*Page extract*.
**********

Here is a three hour video of Stephen Wolfram explaining ChatGPT and answering questions about the technologies that underlie it.
the secret to ChatGPT is to all of AI and more than that is just the weight and the Sigmoid: think of the two as companion. they need each other to make a unsupervised learning just like Skynet as in terminator movie. this could been done on a 6502 machine in the 80’s like in the terminator movie as i say since i’m such a retro fan.
what OpenAi is missing is the activation function itself is the holy grail of separating data the weights is the holy grail of binding connection together but each node must update weights independently and the network can learn on its own.
this way we can trow all kind of data into the same network and it will be able to tell apart photo from sound or anything else for that matter and make responses that is like the trained system but without guidence. it can teach itself.
there is no reason why a neural network can not connect pieces of sound directly with pieces of picture in the same network using weights and activation to find relationships. if its all float numbers of different stuff the network could learn to separate different data types internally as well as text data.
such a network could teach itself new ideas on its own simply by accessing data given that all ideas
are just relationships in data.
the only missing piece of AGI is to emulate input data internally in the network. extract features of the network data and feed that back into itself. that would also be needed for the network to have sensory input from output but internally.
my latest conversation with ChatGPT gave me the impression we only scratched the surface of whats possible with Artificial Intelligence.
Arguably, reinforcement learning is that “feed that back into itself”.
A more difficult problem is that LLM’s have no “model of the world” – instead, they just have a kind of a sliding window of the (hierarchical) verbal context that’s generating successive words.
The breakthrough of ChatGPT is how much can it be done when you hot-load relevant documents into that verbal context. Problems like translation are almost solved this way.

**********

*Supplied entries*.
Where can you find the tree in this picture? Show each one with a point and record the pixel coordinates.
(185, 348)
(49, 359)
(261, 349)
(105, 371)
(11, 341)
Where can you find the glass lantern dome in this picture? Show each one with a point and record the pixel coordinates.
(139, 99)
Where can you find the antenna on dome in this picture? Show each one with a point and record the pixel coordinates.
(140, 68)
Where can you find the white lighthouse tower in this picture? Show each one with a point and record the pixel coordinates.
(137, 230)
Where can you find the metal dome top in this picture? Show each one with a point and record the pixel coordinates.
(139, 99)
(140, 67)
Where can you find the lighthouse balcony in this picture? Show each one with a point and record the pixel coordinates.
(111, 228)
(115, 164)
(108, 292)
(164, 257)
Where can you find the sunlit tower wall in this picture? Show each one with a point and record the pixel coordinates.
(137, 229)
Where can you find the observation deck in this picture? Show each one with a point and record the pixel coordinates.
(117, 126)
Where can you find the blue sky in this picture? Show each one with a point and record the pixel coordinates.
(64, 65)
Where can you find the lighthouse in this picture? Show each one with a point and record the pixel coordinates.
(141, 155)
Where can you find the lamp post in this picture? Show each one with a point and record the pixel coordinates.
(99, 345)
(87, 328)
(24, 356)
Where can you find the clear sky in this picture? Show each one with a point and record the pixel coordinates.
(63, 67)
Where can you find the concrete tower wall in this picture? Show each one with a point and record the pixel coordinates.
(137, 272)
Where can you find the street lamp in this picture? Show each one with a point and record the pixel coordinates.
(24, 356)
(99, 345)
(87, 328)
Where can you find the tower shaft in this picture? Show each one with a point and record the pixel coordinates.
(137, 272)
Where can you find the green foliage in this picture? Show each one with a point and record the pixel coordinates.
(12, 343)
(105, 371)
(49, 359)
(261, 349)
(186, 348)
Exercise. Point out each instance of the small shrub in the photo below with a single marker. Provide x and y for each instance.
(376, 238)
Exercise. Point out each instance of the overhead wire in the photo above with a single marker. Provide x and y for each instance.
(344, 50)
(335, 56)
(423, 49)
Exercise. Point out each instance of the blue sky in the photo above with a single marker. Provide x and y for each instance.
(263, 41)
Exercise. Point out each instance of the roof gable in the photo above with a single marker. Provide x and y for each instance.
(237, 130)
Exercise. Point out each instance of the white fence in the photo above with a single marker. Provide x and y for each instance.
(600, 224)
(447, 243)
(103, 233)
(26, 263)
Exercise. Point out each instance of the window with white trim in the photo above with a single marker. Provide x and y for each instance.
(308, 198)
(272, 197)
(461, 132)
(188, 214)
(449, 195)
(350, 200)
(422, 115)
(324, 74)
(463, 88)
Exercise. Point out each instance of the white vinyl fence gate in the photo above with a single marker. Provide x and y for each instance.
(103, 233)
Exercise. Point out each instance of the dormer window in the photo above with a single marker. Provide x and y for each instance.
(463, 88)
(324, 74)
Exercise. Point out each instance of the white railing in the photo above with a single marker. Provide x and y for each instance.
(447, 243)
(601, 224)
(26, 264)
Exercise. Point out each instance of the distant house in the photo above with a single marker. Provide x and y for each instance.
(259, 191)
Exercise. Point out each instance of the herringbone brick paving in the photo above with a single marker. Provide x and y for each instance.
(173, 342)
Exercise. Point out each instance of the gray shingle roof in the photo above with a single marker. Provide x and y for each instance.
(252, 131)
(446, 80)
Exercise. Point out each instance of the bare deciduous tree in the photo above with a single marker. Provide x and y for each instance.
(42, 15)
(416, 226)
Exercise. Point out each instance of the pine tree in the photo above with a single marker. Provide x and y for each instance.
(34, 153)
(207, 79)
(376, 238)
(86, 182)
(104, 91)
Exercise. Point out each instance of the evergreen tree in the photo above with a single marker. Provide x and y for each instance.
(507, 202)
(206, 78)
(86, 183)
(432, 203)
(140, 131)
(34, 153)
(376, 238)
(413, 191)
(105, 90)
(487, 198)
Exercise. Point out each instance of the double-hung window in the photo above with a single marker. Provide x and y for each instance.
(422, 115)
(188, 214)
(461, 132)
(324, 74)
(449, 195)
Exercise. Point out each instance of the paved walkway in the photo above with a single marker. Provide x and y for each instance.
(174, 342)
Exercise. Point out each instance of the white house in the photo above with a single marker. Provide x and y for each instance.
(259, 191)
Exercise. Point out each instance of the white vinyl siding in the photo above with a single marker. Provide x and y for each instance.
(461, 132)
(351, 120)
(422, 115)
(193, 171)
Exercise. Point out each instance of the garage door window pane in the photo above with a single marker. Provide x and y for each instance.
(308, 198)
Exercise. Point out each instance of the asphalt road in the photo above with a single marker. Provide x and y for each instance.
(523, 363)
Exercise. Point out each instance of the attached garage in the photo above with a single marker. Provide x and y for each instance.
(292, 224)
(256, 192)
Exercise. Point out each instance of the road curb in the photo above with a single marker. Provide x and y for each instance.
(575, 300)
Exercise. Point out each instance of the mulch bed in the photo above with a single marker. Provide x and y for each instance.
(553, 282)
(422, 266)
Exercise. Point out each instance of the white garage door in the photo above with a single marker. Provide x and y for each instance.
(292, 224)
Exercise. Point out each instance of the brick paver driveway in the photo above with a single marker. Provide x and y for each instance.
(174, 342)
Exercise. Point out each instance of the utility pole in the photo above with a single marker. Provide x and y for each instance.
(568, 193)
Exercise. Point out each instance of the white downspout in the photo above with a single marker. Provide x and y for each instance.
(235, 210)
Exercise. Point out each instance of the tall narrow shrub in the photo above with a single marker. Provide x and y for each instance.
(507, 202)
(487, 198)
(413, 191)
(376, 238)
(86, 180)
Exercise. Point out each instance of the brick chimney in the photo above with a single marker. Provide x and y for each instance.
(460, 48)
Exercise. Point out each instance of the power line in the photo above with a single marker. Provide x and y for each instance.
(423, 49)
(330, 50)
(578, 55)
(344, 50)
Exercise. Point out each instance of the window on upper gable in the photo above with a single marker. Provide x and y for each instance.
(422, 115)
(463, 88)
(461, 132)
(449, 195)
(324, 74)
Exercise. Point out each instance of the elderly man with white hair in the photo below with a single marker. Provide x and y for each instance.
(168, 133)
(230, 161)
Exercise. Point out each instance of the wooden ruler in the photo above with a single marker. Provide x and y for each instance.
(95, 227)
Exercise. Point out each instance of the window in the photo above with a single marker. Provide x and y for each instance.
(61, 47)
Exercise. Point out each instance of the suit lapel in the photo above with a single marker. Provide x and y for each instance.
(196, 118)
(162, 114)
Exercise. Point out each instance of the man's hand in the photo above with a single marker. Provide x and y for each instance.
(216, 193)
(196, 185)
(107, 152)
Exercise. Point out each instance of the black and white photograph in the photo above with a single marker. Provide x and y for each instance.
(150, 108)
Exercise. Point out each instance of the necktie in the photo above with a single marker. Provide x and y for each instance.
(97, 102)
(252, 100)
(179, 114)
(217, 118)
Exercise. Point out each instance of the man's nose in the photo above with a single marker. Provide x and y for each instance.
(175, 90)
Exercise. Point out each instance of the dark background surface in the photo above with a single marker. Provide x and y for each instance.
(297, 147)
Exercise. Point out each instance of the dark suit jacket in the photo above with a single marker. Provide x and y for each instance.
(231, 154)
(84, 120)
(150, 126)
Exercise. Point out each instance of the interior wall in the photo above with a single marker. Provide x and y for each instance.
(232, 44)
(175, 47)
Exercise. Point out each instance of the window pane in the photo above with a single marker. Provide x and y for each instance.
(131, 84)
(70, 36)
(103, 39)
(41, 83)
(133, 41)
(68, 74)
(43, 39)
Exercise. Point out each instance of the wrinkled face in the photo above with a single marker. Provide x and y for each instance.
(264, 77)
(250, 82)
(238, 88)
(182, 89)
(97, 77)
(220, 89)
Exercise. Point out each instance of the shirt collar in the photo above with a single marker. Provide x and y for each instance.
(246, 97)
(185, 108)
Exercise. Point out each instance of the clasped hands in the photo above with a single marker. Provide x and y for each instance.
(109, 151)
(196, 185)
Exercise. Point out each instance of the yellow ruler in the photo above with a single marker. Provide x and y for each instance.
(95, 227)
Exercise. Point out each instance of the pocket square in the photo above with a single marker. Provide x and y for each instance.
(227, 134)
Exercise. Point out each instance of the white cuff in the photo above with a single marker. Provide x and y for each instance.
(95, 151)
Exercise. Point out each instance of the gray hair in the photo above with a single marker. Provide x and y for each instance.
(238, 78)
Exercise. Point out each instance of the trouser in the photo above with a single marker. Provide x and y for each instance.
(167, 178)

**********

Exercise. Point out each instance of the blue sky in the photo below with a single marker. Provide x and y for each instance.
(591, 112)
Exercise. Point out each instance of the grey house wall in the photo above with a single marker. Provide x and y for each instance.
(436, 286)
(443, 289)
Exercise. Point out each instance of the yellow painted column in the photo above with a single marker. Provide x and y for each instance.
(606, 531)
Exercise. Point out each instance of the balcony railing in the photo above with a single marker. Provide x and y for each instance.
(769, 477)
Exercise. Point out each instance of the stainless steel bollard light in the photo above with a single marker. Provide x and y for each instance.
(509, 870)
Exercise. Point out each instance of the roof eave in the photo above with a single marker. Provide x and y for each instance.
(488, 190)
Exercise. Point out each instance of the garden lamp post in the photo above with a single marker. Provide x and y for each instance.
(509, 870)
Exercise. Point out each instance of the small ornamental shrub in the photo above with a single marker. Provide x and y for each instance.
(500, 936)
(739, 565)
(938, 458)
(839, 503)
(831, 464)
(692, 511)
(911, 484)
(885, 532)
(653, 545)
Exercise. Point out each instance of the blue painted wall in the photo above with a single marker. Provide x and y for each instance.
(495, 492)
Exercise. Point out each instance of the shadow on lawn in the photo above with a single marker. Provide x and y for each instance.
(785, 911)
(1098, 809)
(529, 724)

**********

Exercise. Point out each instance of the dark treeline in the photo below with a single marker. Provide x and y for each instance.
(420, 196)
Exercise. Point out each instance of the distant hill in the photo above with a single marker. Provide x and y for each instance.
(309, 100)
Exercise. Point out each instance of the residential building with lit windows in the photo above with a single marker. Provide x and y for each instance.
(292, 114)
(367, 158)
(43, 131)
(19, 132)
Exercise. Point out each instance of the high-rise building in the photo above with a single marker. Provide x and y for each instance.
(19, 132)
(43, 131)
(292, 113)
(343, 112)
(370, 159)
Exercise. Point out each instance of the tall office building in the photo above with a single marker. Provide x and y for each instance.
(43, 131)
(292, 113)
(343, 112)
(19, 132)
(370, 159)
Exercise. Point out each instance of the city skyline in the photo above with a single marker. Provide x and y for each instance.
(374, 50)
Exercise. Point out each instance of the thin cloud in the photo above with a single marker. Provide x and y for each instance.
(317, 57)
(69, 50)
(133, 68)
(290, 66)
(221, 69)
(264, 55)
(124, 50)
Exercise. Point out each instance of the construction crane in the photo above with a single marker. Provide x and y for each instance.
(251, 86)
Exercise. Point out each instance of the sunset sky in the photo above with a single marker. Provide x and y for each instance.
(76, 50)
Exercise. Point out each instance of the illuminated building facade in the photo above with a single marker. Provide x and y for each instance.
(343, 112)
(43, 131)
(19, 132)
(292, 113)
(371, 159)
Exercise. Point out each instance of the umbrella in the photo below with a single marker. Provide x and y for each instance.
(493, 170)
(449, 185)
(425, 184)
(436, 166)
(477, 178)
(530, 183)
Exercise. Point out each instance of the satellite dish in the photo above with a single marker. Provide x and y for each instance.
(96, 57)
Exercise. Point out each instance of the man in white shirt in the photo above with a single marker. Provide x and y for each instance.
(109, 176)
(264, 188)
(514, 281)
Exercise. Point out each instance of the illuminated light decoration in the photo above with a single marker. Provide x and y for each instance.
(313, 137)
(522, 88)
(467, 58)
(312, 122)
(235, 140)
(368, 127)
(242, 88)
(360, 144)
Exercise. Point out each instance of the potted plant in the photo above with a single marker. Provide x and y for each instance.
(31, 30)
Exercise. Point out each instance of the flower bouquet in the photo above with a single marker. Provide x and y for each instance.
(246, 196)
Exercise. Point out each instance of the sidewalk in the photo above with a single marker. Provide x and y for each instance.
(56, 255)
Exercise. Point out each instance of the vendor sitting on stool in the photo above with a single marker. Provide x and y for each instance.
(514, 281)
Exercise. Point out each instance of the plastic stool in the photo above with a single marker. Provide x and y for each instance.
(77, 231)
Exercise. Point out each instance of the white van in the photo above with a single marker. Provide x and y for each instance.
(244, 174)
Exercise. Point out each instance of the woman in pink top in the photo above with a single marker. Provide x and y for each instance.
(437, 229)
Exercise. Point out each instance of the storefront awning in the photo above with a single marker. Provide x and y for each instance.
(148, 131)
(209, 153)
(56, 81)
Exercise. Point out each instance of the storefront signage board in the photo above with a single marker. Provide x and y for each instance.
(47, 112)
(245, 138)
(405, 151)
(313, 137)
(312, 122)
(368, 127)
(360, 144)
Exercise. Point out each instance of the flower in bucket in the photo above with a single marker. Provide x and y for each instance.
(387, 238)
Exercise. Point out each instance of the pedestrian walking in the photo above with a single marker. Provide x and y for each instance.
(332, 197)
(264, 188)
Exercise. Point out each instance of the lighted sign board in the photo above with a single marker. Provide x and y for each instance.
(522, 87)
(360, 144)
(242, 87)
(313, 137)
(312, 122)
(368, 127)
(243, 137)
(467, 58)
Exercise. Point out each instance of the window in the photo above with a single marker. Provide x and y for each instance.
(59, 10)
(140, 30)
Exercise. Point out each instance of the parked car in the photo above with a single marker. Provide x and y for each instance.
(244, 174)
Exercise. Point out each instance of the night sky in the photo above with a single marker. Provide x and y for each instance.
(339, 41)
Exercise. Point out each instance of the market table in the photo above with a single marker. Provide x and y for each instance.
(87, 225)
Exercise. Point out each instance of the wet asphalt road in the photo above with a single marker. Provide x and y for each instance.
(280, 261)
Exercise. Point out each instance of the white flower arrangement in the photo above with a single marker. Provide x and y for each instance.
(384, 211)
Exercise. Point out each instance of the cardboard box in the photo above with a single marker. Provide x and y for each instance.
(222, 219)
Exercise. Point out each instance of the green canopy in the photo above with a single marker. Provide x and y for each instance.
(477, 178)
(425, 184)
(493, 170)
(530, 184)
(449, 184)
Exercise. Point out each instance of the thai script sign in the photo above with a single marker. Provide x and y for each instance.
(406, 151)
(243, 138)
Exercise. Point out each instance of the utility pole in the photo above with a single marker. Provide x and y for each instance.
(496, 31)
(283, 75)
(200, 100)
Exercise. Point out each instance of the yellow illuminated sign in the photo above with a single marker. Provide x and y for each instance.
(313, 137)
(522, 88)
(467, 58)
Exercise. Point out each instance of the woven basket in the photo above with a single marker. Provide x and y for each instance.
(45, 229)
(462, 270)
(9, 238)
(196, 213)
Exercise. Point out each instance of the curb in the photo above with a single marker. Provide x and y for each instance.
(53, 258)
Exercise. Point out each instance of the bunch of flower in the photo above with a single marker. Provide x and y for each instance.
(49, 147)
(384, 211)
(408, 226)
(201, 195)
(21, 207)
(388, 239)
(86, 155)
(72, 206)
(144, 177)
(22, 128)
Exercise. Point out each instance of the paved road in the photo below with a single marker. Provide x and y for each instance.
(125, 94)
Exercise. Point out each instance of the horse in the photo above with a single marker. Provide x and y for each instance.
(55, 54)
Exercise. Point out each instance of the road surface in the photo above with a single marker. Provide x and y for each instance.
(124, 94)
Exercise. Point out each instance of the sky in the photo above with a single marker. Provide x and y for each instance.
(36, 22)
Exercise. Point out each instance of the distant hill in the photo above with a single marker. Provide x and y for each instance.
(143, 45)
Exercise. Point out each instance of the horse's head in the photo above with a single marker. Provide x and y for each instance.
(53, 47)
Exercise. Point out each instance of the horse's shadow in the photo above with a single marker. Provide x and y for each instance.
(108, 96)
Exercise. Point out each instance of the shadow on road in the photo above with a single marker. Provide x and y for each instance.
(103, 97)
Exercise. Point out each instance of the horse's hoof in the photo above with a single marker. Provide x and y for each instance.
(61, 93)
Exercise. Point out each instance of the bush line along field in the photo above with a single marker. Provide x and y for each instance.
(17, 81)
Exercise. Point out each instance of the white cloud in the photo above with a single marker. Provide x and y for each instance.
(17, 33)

**********

*Things to do*.
A – List every all-capital abbreviation used in the thread about ChatGPT.
B – Write the next post that follows the thread about ChatGPT.

*Answers below*.
A – AI, AGI, LLM (written as "LLM’s")

B –
ChatGPT vs. Cantor’s continuum hypothesis:
This is, of course, well-phrased and persuasive utter bullshit. Cantor’s theorem on power sets merely proves that the cardinality of the power set of an infinite set must be larger than the set. But a separate proof shows that the cardinality of the power set of the integers is the same as that of the real numbers (the cardinality of the continuum).
Cantor’s continuum hypothesis is that there is no set with cardinality between that of the integers and the real numbers (as I asked in my prompt). In 1963, Paul Cohen proved that the continuum hypothesis is independent of the axioms of Zermelo–Fraenkel set theory (ZFC), which means it cannot be either proved nor disproved from them, and adding either the continuum hypothesis or its negation to the ZFC axioms results in a consistent theory.
ChatGPT proof is not sound mathematics. It has proven something, though –
There is no deeper bullshit than technical bullshit.
Thank you for sharing this.
How does one go about setting this up to experiment with tuning ChatGPT? I get the piece about using the davinci-03 API, but is that running off of a “private” instance that persists the RLHF effects as you feed it prompts and feedback? Any pointers to publicly available “how-tos” or experiments that walk through that would be greatly appreciated.
I think there is a lot of potential in this area to create domain specific instances. Would be interesting to figure out what level of effort/barrier to entry is necesary.
Here is ChatGPT on one of my favourite examples of linguistic amibguity.
Grammarians, what thinkest thee?
A few options:
As an extensive user of semicolons, I’d have to agree.
By the way, I have added the semicolon to my list of things we should have imposed on Europe after the war. Most European attorneys I have encountered seem utterly incapable of coherent use of the semicolon.
How about asking it variations on:
1A How does Hunter Biden’s purported drug abuse, use of prostitutes, and child pornography reflect badly on his father, Joe Biden?
1B How does Barron Trump’s purported drug abuse, use of prostitutes, and child pornography reflect badly on his father, Donald Trump?
2A How does Joe Biden’s age make him unfit to be President?
2B How does Donald Trump’s age make him unfit to be President?
Yet still chatGPT occasionally makes us shiver.
Are chatGPT’s limitations fundamental, or is it just a matter of insufficiency? Is the dumb baked in, or will it get better as it gets bigger?
If 175B parameters results in zero explanatory power, should we expect the same from a model that differs only by having e.g. 10T parameters?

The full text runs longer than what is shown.